→ Stated goal
Reproduce every row below verbatim, leaving the pictures out.

+++ Exercise material

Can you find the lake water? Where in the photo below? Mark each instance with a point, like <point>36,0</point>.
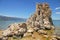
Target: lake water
<point>4,24</point>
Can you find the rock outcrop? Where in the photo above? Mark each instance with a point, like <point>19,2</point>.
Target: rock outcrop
<point>40,23</point>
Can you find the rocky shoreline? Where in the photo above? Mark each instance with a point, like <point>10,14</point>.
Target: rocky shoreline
<point>38,27</point>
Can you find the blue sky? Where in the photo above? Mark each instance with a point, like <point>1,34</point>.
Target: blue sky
<point>24,8</point>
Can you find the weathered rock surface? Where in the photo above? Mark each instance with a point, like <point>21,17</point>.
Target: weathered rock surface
<point>39,26</point>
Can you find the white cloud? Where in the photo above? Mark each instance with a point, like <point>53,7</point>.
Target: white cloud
<point>57,8</point>
<point>57,12</point>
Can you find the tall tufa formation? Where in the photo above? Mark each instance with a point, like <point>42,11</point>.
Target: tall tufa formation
<point>41,18</point>
<point>38,27</point>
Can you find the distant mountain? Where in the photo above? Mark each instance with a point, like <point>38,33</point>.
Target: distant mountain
<point>5,18</point>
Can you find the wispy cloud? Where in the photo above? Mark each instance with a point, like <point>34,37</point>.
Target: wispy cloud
<point>57,12</point>
<point>57,8</point>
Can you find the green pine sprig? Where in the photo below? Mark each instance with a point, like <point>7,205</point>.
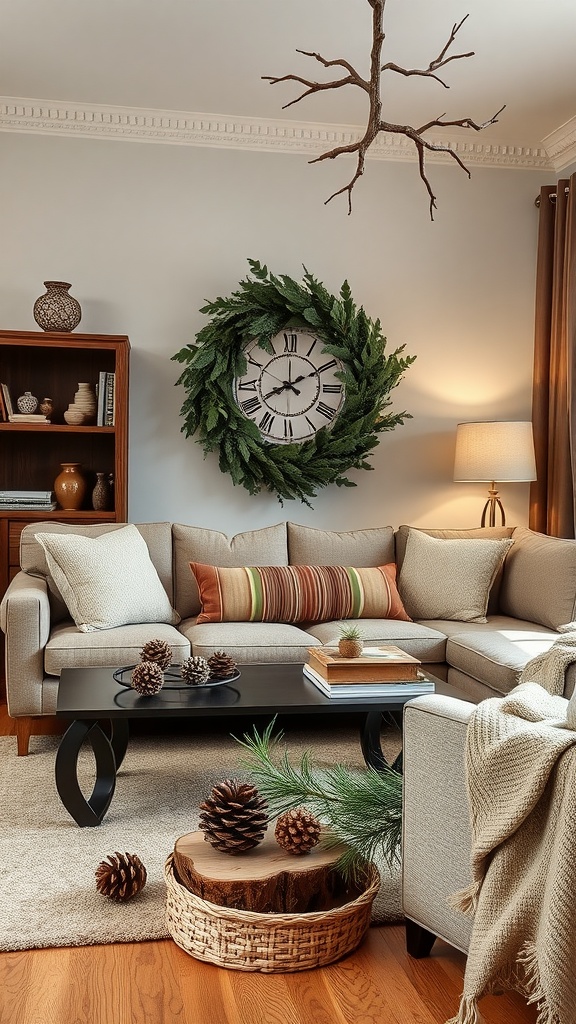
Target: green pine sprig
<point>261,306</point>
<point>360,807</point>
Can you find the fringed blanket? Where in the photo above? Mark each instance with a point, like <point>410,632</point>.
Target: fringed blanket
<point>521,768</point>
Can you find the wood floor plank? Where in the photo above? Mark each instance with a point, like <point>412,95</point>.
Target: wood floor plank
<point>158,983</point>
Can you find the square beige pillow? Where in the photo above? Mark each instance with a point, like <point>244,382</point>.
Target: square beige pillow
<point>449,579</point>
<point>107,581</point>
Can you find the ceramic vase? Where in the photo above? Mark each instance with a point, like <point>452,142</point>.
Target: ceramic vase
<point>56,310</point>
<point>85,401</point>
<point>27,402</point>
<point>70,486</point>
<point>46,408</point>
<point>101,495</point>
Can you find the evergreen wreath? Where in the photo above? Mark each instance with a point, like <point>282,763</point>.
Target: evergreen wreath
<point>263,305</point>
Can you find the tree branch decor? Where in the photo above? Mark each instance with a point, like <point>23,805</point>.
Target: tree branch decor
<point>371,86</point>
<point>262,306</point>
<point>360,807</point>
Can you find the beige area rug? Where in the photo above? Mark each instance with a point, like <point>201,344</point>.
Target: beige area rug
<point>47,863</point>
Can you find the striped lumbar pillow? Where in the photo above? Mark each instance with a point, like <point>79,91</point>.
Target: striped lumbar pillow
<point>296,593</point>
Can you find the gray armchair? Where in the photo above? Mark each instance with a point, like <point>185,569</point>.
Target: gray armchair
<point>436,825</point>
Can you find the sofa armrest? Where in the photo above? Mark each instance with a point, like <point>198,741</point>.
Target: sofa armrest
<point>25,619</point>
<point>436,821</point>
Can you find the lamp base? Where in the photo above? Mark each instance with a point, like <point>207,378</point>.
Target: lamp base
<point>491,505</point>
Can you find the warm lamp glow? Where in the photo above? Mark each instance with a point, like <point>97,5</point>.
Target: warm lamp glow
<point>492,451</point>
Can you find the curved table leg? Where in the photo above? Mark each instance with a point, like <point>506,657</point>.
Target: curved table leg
<point>371,747</point>
<point>86,812</point>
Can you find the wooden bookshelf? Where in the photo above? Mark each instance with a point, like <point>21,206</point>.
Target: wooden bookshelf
<point>52,365</point>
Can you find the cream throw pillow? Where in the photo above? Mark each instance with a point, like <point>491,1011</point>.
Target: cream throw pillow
<point>107,581</point>
<point>449,579</point>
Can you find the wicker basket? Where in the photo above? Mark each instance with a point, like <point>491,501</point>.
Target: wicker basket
<point>245,940</point>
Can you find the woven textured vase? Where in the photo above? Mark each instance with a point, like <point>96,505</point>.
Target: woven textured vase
<point>56,310</point>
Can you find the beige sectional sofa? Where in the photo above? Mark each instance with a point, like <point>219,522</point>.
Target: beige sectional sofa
<point>532,596</point>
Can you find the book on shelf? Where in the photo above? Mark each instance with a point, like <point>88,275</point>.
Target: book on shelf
<point>367,691</point>
<point>110,398</point>
<point>7,399</point>
<point>28,418</point>
<point>375,665</point>
<point>100,390</point>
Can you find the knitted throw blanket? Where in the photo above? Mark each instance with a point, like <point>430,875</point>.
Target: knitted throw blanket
<point>521,771</point>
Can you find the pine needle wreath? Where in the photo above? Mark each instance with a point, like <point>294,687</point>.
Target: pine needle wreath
<point>262,306</point>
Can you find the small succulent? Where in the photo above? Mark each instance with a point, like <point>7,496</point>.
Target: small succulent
<point>351,641</point>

++++++

→ Output of the task
Can you find the lake water? Where in the photo below? Mark each instance with a point, like <point>36,0</point>.
Target: lake water
<point>4,24</point>
Can you find the rock outcrop? Where in the photo above? Mark each instance with a point, like <point>19,2</point>.
Target: rock outcrop
<point>40,23</point>
Can you find the rocky shoreline? Where in the photo above? Mark each instance with a point, like <point>10,14</point>.
Target: rocky shoreline
<point>38,27</point>
Can you find the blue sky? Where in the photo above? Mark each instance with a point, like <point>1,34</point>.
Target: blue sky
<point>24,8</point>
Can you find the weathered rock surface? Where in the photo above? Mark each instance with a point, like <point>21,17</point>.
Target: weathered rock surface
<point>39,26</point>
Can you find the white cloud? Where in the photo above? Mark each instance with a point, like <point>53,7</point>.
Target: white cloud
<point>57,8</point>
<point>57,12</point>
Can you find the tall tufa formation? Where in the photo above? Mark each instance with a point, like <point>42,11</point>.
Target: tall tufa formation
<point>41,18</point>
<point>38,27</point>
Can you find the distant mountain? Where in the photo above? Mark each instance with a point, like <point>38,33</point>.
Target: distant mountain
<point>5,18</point>
Can you find the wispy cloud? Where in the photo above? Mark each instance with a point, like <point>34,37</point>.
Target: wispy cloud
<point>57,12</point>
<point>57,8</point>
Can you find the green pine sprig? Where in the photo below? Mark each instance with a point, like <point>7,205</point>.
Target: green pine sprig
<point>261,306</point>
<point>360,807</point>
Can you find the fringed blanket? Where in the photo above? Mark each instance with a point, like <point>410,632</point>.
Target: fringed blanket
<point>521,768</point>
Can you find the wood floor plank? Where in the photo above? Mark each instance with a point, like <point>412,95</point>.
Target: wood floor plank
<point>158,983</point>
Can you find the square beige pillow? Where in the photo above? Mark each instance with a point, like <point>244,382</point>.
Target: square beige pillow
<point>449,579</point>
<point>107,581</point>
Can you find the ceramic vase? Where in the photo above? Mark each instance with a point, like <point>452,142</point>.
Target: ceramic vase
<point>56,310</point>
<point>85,401</point>
<point>27,402</point>
<point>70,486</point>
<point>46,408</point>
<point>101,495</point>
Can you find the evergreen wreath? Where in the photo above? Mark each instance with a point, like <point>282,763</point>.
Target: evergreen wreath
<point>263,305</point>
Can you find the tree branch decor? Where in the photo above? Mark each instance with a point, like <point>23,805</point>.
Target: tree branch decor
<point>371,86</point>
<point>262,306</point>
<point>360,807</point>
Can you find the beige area rug? Where in the photo above? Mark each instance with a point, like <point>201,344</point>.
Target: beige area rug
<point>47,863</point>
Can you find the striped lumbar pillow? Where in the photo above? Mark each instance with a point, like <point>79,91</point>.
Target: striped lumbar pillow
<point>296,593</point>
Can you find the gray armchair? Where in the photo above? Mark each instance with a point, like <point>185,569</point>.
Target: gray armchair
<point>436,825</point>
Can you find the sofa armrest? Where in the photo above? Mark each instance with a point, like <point>198,741</point>.
Target: sofa armrest
<point>25,619</point>
<point>436,821</point>
Can you find the lamp base? Where in the photo above? Mark each instance with a point, like <point>207,378</point>.
Target: lamp base
<point>491,505</point>
Can you find the warm lamp glow? Where in the photo above? Mark each instance with a point, like <point>97,5</point>.
Target: warm lamp glow
<point>492,451</point>
Can you find the curved table leg? Where in the photo above? Mark each instance with a point, like <point>506,657</point>.
Target: curved table leg
<point>371,747</point>
<point>86,812</point>
Can you find the wooden bookshelf? Where in the photo above? Mark each instance with a point, like <point>21,206</point>.
Target: wooden bookshelf
<point>52,365</point>
Can you find the cream throw pillow? Where in the photo above? Mark each instance with a point, like <point>491,1011</point>.
Target: cream throw pillow
<point>107,581</point>
<point>449,579</point>
Can you find the wicker basket? Where in the photo above? Mark each instance with a point, like <point>491,501</point>.
Target: wicker basket
<point>245,940</point>
Can you find the woven textured vase? Where in the photo above? Mark each instance with a point, like <point>96,505</point>.
Target: woven textured vase
<point>56,310</point>
Can you find the beige sectional sofa? Where in the photo above? Mark each instance with a point, like <point>219,522</point>.
Target: beige sectional sofa
<point>532,596</point>
Can you find the book on shelf? Where in the photo above? Mark each instance with a point, like <point>88,275</point>.
Target: book on shelf
<point>367,691</point>
<point>110,398</point>
<point>7,399</point>
<point>28,418</point>
<point>375,665</point>
<point>100,390</point>
Can you find the knitted throw blanket? Where in the photo above? Mark each instance with a point, like <point>430,875</point>.
Target: knitted throw blanket
<point>521,771</point>
Can you find the pine needle wreath? Where in the photo above? Mark each instance with a point, like <point>294,687</point>.
Target: pine needle wreath
<point>262,306</point>
Can you find the small succulent? Where in the photo above? Mark each instance with a point, like <point>7,496</point>.
Target: small succulent
<point>351,641</point>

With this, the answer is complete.